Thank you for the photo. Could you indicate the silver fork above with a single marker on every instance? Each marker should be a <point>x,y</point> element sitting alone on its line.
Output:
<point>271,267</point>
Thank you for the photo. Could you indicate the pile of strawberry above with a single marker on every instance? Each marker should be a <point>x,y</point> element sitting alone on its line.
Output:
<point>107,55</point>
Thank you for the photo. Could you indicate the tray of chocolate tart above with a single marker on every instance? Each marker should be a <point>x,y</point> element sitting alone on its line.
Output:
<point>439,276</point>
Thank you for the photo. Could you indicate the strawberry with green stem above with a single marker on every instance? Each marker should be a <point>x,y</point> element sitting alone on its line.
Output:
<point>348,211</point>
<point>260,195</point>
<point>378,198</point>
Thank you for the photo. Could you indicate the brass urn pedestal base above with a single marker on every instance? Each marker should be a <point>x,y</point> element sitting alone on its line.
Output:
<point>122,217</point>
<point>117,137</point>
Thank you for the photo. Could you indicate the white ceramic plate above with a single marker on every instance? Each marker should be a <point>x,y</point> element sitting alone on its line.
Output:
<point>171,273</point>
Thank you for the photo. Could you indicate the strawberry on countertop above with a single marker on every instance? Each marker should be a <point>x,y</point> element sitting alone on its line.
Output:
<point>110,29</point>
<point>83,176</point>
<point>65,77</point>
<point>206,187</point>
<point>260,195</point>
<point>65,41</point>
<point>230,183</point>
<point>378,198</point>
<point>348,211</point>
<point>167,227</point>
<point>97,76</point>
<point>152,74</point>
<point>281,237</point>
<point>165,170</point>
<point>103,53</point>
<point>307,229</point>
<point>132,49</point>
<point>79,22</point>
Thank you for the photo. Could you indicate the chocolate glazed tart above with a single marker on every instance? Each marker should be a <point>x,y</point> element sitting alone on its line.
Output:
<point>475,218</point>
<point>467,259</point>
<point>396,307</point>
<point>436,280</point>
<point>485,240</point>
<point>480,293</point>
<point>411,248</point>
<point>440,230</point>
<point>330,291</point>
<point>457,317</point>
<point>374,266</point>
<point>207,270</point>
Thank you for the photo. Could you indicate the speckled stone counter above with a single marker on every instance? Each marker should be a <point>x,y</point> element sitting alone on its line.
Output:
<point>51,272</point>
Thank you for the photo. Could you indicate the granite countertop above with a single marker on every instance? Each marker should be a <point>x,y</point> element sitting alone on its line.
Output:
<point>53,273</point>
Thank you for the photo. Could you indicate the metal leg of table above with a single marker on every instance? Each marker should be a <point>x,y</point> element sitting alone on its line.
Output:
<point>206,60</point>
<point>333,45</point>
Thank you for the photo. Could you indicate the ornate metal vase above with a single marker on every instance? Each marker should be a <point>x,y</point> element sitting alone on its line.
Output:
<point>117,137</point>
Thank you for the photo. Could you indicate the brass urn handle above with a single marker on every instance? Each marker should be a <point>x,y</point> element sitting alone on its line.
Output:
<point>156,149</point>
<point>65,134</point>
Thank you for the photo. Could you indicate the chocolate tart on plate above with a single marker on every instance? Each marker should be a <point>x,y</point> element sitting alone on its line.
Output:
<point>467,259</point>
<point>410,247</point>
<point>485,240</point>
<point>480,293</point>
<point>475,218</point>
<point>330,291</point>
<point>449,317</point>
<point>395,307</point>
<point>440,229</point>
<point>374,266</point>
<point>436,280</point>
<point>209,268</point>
::::::
• [Work order]
Copy the records above exactly, from the first line through the line containing "Thank you for the photo. Could you indicate the white", and include nothing else.

• [Answer to the exercise]
Thank you for the photo. Could you indicate the silver fork above with a single marker on every instance? Each marker should be a <point>x,y</point> element sitting alone on its line.
Output:
<point>271,267</point>
Thank you for the photo. Could you indicate the pile of strawberry above with a single marker on every instance? Each marker should be a <point>x,y</point> element sitting alone on its line.
Output:
<point>107,55</point>
Thank you for the photo. Could you indicate the tray of chocolate tart above with a single marker on every instance? Each marker should be a <point>x,y</point> element sitting alone on its line.
Output:
<point>439,276</point>
Thank you for the photo. Could you indicate the strawberry with green stem above with a single marker on every instance? Each marker should be a <point>x,y</point> element sitting alone on its line.
Output:
<point>348,211</point>
<point>260,195</point>
<point>378,198</point>
Thank you for the photo. Could you indicate the brass urn pedestal base above with a single marker on every instance? Each marker should be a <point>x,y</point> element sitting alone on its line.
Output:
<point>122,217</point>
<point>117,137</point>
Thank you for the photo. Could you indicate the white ceramic plate above with a single marker on every instance? Each marker should be a <point>x,y</point> element sitting alone on its line.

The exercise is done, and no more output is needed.